== SUPPLIED DATA ==
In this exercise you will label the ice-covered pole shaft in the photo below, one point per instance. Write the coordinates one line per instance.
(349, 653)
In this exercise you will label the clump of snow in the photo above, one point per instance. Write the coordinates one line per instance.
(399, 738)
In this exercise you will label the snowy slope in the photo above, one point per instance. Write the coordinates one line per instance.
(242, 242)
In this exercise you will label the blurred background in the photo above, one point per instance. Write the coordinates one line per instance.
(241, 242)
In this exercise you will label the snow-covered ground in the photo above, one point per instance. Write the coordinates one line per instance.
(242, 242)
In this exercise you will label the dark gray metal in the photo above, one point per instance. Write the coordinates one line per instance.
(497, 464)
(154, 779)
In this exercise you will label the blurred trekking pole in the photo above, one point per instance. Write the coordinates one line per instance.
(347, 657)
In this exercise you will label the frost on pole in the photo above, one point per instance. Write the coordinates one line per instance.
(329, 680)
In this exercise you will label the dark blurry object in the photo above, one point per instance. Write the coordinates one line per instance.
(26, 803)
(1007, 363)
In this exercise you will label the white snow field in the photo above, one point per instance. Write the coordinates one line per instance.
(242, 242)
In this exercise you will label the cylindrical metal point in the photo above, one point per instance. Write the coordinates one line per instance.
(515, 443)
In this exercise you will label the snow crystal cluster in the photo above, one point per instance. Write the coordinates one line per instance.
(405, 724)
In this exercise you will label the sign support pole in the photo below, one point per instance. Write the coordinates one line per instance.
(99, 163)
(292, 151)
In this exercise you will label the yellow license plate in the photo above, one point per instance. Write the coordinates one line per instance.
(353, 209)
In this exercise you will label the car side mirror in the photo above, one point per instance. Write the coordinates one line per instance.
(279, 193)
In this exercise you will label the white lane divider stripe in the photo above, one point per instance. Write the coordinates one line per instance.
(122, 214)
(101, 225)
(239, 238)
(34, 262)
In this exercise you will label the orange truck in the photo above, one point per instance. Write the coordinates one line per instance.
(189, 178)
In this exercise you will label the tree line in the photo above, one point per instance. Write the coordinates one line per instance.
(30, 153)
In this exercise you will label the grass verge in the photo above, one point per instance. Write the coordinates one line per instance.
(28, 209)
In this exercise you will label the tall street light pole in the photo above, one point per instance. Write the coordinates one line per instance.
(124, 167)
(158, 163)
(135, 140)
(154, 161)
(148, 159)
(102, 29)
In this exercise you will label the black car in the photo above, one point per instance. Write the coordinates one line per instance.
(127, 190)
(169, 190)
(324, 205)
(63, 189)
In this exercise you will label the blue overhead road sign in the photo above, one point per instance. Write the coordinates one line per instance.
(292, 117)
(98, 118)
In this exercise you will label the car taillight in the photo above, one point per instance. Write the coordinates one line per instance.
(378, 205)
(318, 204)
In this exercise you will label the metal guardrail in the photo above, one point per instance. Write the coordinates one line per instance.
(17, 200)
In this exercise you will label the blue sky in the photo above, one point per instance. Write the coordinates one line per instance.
===
• _WORK TO BE COMPLETED_
The entries above must be transcribed word for word.

• _TASK RESPONSE_
In this exercise you will label the ice-covered pole shaft in the photo below, one point per instance. Write the coordinates one line per instance.
(349, 653)
In this exercise you will label the clump of snow in the photo above, one point per instance. Write the coordinates one line per instance.
(399, 738)
In this exercise you will label the snowy slope in the photo above, one point per instance. Write the coordinates one line per instance.
(242, 242)
In this exercise you will label the blurred background in the photo above, one point per instance. Write the coordinates one line per instance.
(241, 242)
In this exercise you will label the snow-covered ground in the photo above, one point per instance. Write the coordinates one line per instance.
(242, 242)
In this exercise you will label the dark gray metal in the photo above, one point per instance. Write the coordinates one line per instance.
(497, 464)
(154, 779)
In this exercise you will label the blurred trekking pole in the photo above, one point per instance. Write the coordinates one line per instance.
(347, 657)
In this exercise you will label the frost on pole in the photo above, one point per instance. Write the coordinates one line per instance.
(329, 680)
In this exercise you will label the dark blurry object in the photo above, one point per instance. Write the coordinates one line per instance.
(26, 803)
(1007, 363)
In this exercise you will label the white snow field in the photo above, one point per instance. Write the coordinates one line per instance.
(242, 242)
In this exercise you will label the cylindrical metal point in the photo above, one point per instance. Write the coordinates one line per instance.
(515, 443)
In this exercise you will label the snow crystal cluster in the photo above, one point per instance. Write the coordinates one line per instance.
(405, 724)
In this exercise you will label the sign support pole in the photo below, one point per instance. Write the coordinates one line per instance.
(99, 163)
(292, 151)
In this exercise you will label the yellow license plate in the photo above, one point per instance. Write the coordinates one line per instance.
(353, 209)
In this exercise you will label the car side mirror in the photo above, one point per instance. Write the coordinates one line per instance.
(279, 193)
In this exercise you will label the white lane divider stripe in the photo above, one point per instance. Write the coordinates one line per instance.
(122, 214)
(101, 225)
(239, 238)
(34, 262)
In this exercise you will label the orange truck in the photo above, one point per instance. Write the coordinates one line per instance.
(189, 178)
In this exercise you will label the tree line in the photo above, one point per instance. Write the coordinates one line per instance.
(30, 153)
In this exercise you will label the grass verge in the photo above, one point per instance. Write the coordinates one line per instance.
(28, 209)
In this exercise you will label the tall street light pole in the photo above, one point per instance. Write the coordinates one line per instance.
(124, 167)
(158, 163)
(135, 140)
(154, 161)
(148, 159)
(102, 29)
In this exercise you will label the black car in the photo above, one point per instance. Write the coordinates one line per instance.
(127, 190)
(169, 190)
(324, 205)
(63, 189)
In this exercise you will label the blue overhead road sign in the photo above, one point per instance. Write the coordinates one line per instance.
(292, 117)
(98, 118)
In this exercise you will label the car taillight in the photo above, one point per instance. Write the coordinates one line per instance.
(378, 205)
(318, 204)
In this exercise you will label the metal guardrail in the photo above, one point per instance. Write the coordinates one line per instance.
(17, 200)
In this exercise you will label the blue sky in the photo above, one point per instance. Write the coordinates one line per instance.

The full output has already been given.